● **WORK TASK**
Reproduce the data below word for word.

● **RECORDS SUPPLIED**
★ ★ ★ ★ ★ ★ ★

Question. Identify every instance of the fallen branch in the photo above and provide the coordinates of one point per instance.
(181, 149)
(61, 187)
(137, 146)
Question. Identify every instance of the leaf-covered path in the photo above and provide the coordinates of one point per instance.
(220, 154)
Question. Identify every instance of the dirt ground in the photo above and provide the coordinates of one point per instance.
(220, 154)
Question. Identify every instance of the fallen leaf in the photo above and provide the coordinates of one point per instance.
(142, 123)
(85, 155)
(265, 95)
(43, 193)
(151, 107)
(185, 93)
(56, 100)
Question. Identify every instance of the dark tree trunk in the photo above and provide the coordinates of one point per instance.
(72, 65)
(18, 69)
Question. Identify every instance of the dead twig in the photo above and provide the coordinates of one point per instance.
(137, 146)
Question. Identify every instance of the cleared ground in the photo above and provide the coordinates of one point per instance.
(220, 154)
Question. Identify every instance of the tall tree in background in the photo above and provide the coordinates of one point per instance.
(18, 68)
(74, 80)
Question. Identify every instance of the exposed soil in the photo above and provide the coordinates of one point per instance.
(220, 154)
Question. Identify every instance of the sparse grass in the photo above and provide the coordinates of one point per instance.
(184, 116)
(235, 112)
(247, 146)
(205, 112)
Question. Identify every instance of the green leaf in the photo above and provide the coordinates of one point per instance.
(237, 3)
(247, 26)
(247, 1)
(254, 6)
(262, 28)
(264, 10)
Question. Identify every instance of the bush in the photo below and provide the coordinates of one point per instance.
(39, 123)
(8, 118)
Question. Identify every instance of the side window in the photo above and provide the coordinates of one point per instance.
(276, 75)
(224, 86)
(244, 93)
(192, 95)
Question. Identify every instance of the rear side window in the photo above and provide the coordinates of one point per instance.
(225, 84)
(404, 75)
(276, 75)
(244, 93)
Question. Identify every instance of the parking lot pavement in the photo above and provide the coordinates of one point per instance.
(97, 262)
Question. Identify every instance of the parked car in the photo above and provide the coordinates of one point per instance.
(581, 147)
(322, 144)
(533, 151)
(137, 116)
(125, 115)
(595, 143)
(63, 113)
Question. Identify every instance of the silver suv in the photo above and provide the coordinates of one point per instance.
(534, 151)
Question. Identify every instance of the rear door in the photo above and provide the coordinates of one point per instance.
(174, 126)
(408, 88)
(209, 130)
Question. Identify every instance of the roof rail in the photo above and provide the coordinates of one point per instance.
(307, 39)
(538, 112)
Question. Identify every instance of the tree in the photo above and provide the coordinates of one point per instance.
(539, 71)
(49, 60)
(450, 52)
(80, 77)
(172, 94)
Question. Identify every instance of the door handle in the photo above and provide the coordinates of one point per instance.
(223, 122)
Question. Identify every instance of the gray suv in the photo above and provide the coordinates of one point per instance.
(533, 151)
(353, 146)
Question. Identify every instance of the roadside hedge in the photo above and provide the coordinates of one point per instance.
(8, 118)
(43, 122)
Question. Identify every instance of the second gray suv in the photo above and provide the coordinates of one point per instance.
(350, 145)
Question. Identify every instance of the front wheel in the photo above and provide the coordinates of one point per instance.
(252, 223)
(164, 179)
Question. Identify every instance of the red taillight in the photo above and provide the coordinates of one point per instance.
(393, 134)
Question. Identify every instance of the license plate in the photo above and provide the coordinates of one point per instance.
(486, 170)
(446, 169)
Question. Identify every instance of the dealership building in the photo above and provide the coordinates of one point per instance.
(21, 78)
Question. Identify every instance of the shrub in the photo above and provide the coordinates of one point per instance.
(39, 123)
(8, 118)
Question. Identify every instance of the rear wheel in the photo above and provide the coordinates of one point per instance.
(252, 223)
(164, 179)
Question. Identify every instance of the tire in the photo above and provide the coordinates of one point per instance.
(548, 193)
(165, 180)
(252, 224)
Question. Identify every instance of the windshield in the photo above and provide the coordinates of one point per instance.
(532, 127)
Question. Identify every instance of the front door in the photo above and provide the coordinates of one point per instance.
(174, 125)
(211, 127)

★ ★ ★ ★ ★ ★ ★

● **WRITTEN SOLUTION**
Question. Identify every instance of the fallen branch in the photo above and provide the coordinates of one point per instance.
(181, 149)
(61, 187)
(137, 146)
Question. Identify every instance of the leaf-covered path in the photo above and provide the coordinates of one point per instance.
(220, 154)
Question. Identify every instance of the dirt ground in the photo above and provide the coordinates of one point per instance.
(220, 154)
Question. Identify every instance of the fallen leaf in the photo above and provide the coordinates of one point per instance.
(142, 123)
(85, 155)
(265, 95)
(43, 193)
(151, 107)
(185, 93)
(56, 100)
Question. Identify every instance of the dark tree trunk in the photo above and provide the coordinates of one point per instance.
(72, 65)
(18, 69)
Question. Identify every instance of the dead twig in the photo above and provide the coordinates of one point per instance.
(137, 146)
Question. Identify every instance of the cleared ground in the photo above and provide the coordinates of one point per instance.
(220, 154)
Question. Identify every instance of the tall tree in background in the photo above and provide the coordinates of one point per instance.
(18, 68)
(74, 80)
Question. Identify every instance of the exposed soil in the photo above and provide the coordinates of one point per instance.
(220, 154)
Question. Identify every instance of the sparse grass in the photo above and provide the coordinates of one point per instance.
(184, 116)
(235, 112)
(247, 146)
(205, 112)
Question. Identify every instance of the green leaf in the photo above and provide the coordinates of one point per instance.
(237, 3)
(247, 26)
(247, 1)
(254, 6)
(262, 28)
(264, 10)
Question. Identify every instance of the bush in the photo below and provide the coordinates of one point per instance.
(39, 123)
(8, 118)
Question. Identify every instance of the side window in the photo above and provide the coordinates of one point per instance.
(276, 75)
(224, 86)
(244, 93)
(192, 95)
Question. Identify every instance of the rear side window in the photo above and provide the coordinates of one point per instance.
(225, 84)
(404, 75)
(276, 75)
(244, 93)
Question. Identify every instance of the parking lot pavement in the photo above and provide the coordinates of one point per instance.
(97, 262)
Question. Identify every instance of the parked car in the photo above and provide the coordinates of one point per instance.
(581, 147)
(322, 144)
(533, 151)
(137, 116)
(125, 115)
(595, 143)
(63, 113)
Question. Identify every instance of the silver suv in the photo above and provide the coordinates of one point per instance.
(534, 151)
Question. Identify every instance of the rear door in the photo above and provide the coordinates of one point per instance.
(174, 126)
(408, 88)
(209, 130)
Question. Identify every instance of the roof rail in the photo above and provide the coordinates of one point per instance.
(307, 39)
(538, 112)
Question. Identify every instance of the tree in the photo above and provide the coordinates of one point per instance.
(539, 71)
(49, 60)
(450, 52)
(80, 77)
(172, 94)
Question. Identify every instance of the door handle in the photo above and provide the coordinates of one point per instance.
(223, 122)
Question. Identify every instance of the gray suv in the photo above and provide the coordinates of one point per instance.
(533, 151)
(353, 146)
Question. Identify every instance of the roadside hedge in the photo above and provide the coordinates of one point per instance.
(8, 118)
(43, 122)
Question. Identify every instance of the second gray suv in the photo above and provide the coordinates of one point per instance.
(350, 145)
Question. Identify every instance of the front wheel in the photo above and provide the coordinates of one point per instance.
(252, 223)
(164, 179)
Question. Identify every instance of the red taillight in the photo above and provide the coordinates of one point per instance.
(393, 134)
Question. Identify every instance of the license plate in the photo above and provide the coordinates of one point per instance.
(486, 170)
(446, 169)
Question. Identify every instance of the dealership building in the photo above and provide the coordinates of one point per instance.
(21, 78)
Question. Identify every instance of the shrub in the photo above and provide the coordinates of one point per instance.
(39, 123)
(8, 118)
Question. Identify every instance of the rear wheel in the photo above and provide the coordinates of one point per instance.
(252, 223)
(164, 179)
Question. Identify every instance of the tire in the photo above and provide the coordinates of one point per instance.
(548, 193)
(165, 180)
(252, 224)
Question. Identify every instance of the windshield in the photo above and provide the coordinates of one point per instance.
(532, 127)
Question. Identify every instance of the front door in the photo above and provide the coordinates of one point per instance.
(174, 125)
(211, 127)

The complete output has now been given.